### What the task asks
Filter these entries down to the lines that hold the word "young", and show each of them.

== Segment start ==

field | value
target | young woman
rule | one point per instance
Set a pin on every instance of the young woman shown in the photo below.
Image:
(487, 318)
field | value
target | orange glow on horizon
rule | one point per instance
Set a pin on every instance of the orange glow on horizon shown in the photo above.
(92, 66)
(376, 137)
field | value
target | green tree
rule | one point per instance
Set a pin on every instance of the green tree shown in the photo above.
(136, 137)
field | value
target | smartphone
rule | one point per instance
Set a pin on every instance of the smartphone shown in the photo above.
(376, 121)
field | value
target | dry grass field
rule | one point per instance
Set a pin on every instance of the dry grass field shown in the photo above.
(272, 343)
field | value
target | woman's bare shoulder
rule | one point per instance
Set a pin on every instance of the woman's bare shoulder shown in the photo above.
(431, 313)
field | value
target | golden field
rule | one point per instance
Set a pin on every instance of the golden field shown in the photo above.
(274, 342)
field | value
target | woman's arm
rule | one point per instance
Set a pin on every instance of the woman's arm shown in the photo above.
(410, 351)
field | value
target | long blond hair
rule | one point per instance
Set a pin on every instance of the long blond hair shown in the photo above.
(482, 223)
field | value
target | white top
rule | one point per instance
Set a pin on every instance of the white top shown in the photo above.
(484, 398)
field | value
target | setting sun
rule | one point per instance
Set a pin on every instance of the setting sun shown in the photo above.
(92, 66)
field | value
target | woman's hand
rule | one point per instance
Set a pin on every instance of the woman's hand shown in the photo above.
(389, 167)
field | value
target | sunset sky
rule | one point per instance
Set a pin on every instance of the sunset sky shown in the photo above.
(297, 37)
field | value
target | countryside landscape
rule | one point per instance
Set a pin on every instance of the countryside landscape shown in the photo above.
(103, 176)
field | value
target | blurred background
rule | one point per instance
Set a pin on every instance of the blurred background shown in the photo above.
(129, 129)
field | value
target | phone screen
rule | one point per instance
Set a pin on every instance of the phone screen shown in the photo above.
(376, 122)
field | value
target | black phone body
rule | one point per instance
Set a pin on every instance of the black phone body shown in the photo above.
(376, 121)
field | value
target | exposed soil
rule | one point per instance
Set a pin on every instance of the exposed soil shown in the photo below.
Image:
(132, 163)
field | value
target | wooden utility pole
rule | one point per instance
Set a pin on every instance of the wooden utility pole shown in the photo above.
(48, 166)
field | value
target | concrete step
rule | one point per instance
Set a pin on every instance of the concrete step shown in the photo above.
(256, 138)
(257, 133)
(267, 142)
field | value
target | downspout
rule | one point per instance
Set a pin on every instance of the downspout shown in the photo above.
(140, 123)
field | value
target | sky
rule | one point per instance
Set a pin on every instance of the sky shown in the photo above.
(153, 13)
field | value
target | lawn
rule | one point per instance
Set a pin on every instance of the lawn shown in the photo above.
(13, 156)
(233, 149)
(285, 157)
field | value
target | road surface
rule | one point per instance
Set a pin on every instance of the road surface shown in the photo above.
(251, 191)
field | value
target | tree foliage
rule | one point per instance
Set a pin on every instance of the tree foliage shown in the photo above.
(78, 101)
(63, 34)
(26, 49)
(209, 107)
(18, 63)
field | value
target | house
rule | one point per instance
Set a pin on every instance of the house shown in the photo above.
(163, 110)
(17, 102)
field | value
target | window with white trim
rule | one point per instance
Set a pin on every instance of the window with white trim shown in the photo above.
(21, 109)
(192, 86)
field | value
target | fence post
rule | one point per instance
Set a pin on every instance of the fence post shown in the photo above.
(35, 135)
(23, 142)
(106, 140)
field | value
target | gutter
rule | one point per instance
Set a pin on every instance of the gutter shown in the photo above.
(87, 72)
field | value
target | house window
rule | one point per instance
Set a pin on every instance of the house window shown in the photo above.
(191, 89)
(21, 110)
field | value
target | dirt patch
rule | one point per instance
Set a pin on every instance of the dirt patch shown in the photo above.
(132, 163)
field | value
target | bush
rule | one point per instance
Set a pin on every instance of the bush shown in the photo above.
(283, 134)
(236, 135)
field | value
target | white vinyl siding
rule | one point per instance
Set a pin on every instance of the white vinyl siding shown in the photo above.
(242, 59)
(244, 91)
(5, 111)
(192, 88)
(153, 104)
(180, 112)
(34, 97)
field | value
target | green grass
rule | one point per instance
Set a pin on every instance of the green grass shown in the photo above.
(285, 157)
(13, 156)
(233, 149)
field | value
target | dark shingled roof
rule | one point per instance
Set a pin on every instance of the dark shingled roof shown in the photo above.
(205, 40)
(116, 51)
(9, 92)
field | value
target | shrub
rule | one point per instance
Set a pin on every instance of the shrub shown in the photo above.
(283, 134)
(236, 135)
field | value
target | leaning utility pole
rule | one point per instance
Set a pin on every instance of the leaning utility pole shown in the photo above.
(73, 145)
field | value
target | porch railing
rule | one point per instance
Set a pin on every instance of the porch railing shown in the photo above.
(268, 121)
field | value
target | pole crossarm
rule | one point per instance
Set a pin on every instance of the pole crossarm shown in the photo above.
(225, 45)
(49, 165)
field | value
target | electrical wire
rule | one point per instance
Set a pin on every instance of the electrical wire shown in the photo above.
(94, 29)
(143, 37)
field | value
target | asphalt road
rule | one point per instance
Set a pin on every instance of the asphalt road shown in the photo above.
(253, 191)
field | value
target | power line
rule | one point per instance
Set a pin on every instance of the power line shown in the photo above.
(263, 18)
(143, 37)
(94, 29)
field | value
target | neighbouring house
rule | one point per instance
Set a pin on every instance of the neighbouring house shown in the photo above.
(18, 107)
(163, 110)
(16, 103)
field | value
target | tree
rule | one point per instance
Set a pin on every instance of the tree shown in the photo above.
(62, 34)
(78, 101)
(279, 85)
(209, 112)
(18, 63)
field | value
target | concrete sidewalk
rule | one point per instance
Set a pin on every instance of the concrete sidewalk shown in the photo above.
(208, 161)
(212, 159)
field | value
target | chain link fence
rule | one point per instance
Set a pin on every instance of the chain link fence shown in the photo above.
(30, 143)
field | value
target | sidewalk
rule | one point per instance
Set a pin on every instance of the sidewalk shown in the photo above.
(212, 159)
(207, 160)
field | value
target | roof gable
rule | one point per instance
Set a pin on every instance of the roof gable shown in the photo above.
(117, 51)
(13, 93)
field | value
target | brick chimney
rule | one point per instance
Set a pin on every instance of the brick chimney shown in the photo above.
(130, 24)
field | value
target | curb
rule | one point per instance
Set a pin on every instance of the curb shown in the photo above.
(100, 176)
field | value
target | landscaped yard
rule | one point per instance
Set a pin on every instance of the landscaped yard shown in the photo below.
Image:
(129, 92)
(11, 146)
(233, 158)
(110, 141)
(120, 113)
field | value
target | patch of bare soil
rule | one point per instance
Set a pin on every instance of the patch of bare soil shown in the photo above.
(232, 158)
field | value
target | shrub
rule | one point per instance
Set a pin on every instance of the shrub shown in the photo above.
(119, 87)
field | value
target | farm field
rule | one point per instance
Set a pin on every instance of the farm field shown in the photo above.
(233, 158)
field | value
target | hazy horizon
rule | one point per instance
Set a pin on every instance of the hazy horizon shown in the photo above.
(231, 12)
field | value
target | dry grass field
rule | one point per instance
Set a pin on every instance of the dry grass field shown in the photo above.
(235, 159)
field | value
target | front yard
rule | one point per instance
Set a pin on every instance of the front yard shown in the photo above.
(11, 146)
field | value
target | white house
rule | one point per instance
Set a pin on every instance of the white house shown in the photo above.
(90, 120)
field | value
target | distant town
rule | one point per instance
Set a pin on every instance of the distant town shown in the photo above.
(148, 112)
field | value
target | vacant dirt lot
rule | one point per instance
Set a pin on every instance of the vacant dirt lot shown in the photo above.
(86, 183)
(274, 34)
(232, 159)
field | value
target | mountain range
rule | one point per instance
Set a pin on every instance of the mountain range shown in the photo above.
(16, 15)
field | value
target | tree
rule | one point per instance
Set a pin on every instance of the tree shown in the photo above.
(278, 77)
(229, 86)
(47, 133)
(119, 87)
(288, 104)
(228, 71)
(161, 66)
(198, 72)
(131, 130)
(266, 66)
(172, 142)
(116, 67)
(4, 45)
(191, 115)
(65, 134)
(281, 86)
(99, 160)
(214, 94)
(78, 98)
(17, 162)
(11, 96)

== Segment end ==

### Solution to the problem
target | young woman
Set a pin on every instance of the young woman shown in the photo below.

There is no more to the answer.